Records for processing
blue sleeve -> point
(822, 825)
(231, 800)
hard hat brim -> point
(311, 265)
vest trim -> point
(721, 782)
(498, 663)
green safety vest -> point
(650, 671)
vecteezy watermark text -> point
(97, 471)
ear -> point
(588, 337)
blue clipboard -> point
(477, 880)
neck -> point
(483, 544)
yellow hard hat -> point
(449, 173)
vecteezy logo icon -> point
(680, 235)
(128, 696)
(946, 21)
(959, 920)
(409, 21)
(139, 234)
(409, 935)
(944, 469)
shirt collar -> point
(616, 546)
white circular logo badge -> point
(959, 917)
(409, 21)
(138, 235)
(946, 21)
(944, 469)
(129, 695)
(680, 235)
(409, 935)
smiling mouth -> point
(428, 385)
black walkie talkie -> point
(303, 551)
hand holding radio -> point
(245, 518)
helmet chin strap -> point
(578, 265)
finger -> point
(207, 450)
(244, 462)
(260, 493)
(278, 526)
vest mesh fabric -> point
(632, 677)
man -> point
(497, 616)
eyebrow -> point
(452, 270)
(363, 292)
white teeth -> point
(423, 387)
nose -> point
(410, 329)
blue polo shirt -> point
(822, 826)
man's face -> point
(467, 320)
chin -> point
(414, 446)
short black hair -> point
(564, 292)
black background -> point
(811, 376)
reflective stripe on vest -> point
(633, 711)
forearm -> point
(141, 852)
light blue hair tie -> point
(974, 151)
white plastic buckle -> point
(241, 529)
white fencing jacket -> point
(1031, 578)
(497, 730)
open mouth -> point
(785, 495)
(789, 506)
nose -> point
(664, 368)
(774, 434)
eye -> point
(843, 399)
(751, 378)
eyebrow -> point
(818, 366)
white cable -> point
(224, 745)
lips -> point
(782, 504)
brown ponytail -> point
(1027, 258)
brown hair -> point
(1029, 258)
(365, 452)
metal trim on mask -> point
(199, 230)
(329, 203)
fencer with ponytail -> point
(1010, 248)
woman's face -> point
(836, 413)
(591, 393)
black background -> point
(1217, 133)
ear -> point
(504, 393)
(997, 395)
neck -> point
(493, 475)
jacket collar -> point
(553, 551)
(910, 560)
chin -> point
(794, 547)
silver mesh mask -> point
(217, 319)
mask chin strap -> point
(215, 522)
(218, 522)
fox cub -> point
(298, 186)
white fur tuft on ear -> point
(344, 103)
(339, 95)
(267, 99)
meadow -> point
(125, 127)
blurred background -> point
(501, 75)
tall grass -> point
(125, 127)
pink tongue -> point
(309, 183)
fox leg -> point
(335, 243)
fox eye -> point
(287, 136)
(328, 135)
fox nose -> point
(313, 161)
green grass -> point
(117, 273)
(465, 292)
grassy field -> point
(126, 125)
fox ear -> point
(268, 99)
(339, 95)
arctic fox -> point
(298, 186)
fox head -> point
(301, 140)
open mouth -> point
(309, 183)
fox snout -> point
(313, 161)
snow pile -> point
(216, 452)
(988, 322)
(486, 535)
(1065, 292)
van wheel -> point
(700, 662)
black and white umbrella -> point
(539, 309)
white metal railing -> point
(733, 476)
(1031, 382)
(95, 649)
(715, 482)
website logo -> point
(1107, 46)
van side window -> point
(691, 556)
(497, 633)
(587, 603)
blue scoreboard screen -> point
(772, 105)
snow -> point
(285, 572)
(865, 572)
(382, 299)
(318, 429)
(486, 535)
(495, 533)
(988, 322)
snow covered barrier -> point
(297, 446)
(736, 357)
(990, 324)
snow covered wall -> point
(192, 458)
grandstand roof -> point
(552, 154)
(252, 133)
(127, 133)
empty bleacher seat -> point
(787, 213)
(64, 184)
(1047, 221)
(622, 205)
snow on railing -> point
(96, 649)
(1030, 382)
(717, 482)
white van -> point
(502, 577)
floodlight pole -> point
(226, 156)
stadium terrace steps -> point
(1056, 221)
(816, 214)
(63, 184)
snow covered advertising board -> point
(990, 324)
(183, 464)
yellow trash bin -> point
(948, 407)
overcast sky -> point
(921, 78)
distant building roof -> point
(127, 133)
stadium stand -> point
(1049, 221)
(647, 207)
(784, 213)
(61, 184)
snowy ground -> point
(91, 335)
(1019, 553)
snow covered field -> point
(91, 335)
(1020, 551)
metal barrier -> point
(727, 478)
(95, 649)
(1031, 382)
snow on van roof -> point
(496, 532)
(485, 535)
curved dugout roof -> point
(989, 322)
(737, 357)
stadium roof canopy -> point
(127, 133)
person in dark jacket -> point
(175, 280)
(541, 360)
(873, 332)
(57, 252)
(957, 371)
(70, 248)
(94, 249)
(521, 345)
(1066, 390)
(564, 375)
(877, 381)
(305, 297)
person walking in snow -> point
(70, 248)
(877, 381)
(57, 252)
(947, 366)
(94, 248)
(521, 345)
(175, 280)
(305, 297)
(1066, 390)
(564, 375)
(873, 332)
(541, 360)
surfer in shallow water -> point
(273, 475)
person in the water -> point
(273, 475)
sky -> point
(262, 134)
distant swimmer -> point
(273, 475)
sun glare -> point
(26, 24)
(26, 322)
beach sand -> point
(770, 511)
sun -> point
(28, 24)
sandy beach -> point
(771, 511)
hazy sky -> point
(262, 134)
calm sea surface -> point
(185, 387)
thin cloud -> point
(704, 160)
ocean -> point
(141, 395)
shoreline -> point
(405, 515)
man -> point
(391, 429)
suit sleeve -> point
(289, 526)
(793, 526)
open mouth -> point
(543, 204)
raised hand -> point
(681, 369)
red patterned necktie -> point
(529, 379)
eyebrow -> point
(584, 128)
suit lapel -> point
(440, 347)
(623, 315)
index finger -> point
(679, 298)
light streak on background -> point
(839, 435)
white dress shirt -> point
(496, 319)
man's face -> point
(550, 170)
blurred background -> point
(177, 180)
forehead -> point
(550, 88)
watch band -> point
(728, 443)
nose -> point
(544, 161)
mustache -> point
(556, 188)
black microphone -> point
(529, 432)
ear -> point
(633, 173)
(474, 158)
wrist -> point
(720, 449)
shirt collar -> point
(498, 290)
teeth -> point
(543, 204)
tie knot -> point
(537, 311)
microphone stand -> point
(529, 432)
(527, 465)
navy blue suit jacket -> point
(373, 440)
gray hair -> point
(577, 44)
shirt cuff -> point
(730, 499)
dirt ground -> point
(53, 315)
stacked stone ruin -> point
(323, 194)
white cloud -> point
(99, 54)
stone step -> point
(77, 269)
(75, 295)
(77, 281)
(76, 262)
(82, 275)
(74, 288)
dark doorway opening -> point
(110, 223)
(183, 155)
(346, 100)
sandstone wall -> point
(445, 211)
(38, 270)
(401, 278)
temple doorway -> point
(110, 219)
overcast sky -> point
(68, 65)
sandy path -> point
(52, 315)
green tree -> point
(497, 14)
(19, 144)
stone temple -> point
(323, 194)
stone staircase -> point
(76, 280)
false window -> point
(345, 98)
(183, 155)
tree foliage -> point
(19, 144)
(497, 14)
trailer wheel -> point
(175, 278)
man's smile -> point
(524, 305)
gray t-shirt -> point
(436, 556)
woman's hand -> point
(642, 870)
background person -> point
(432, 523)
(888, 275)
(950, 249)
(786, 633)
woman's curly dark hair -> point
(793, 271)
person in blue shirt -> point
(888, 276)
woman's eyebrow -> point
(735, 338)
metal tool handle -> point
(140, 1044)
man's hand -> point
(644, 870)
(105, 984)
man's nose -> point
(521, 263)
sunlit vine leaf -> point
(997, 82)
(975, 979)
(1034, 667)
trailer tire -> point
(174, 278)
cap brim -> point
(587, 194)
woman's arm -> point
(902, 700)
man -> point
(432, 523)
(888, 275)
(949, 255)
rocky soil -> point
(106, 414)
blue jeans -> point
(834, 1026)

Description of the task
Copy every line of the data from the line containing "sandy path -> point" through the end of the data, inclusive, and add 124 to each number in the point coordinates.

Answer for this exercise
sandy path -> point
(176, 439)
green tree -> point
(621, 138)
(143, 268)
stone temple -> point
(447, 318)
stone staircase -> point
(200, 404)
false window -> point
(469, 222)
(307, 279)
tree foliage -> point
(143, 268)
(621, 138)
trailer wheel -> point
(299, 402)
man's smile -> point
(648, 429)
gray t-shirt -> point
(560, 680)
woman's hand -> point
(766, 994)
background person -> point
(556, 647)
(1012, 399)
(1074, 373)
(910, 757)
woman's curly dark hair -> point
(917, 395)
person in blue shirt -> point
(1012, 400)
woman's eyebrow -> point
(859, 462)
metal tool handle -> point
(264, 1168)
man's hand -> point
(768, 994)
(229, 1108)
man's nose -> point
(645, 387)
sunlit vine leaf -> point
(1121, 206)
(1099, 1103)
(1158, 791)
trailer tire -> point
(298, 402)
cap brim -> point
(711, 318)
woman's arm -> point
(1026, 824)
man -> point
(556, 647)
(1012, 399)
(1073, 379)
rocky soil -> point
(230, 538)
blue jeans -> point
(958, 1150)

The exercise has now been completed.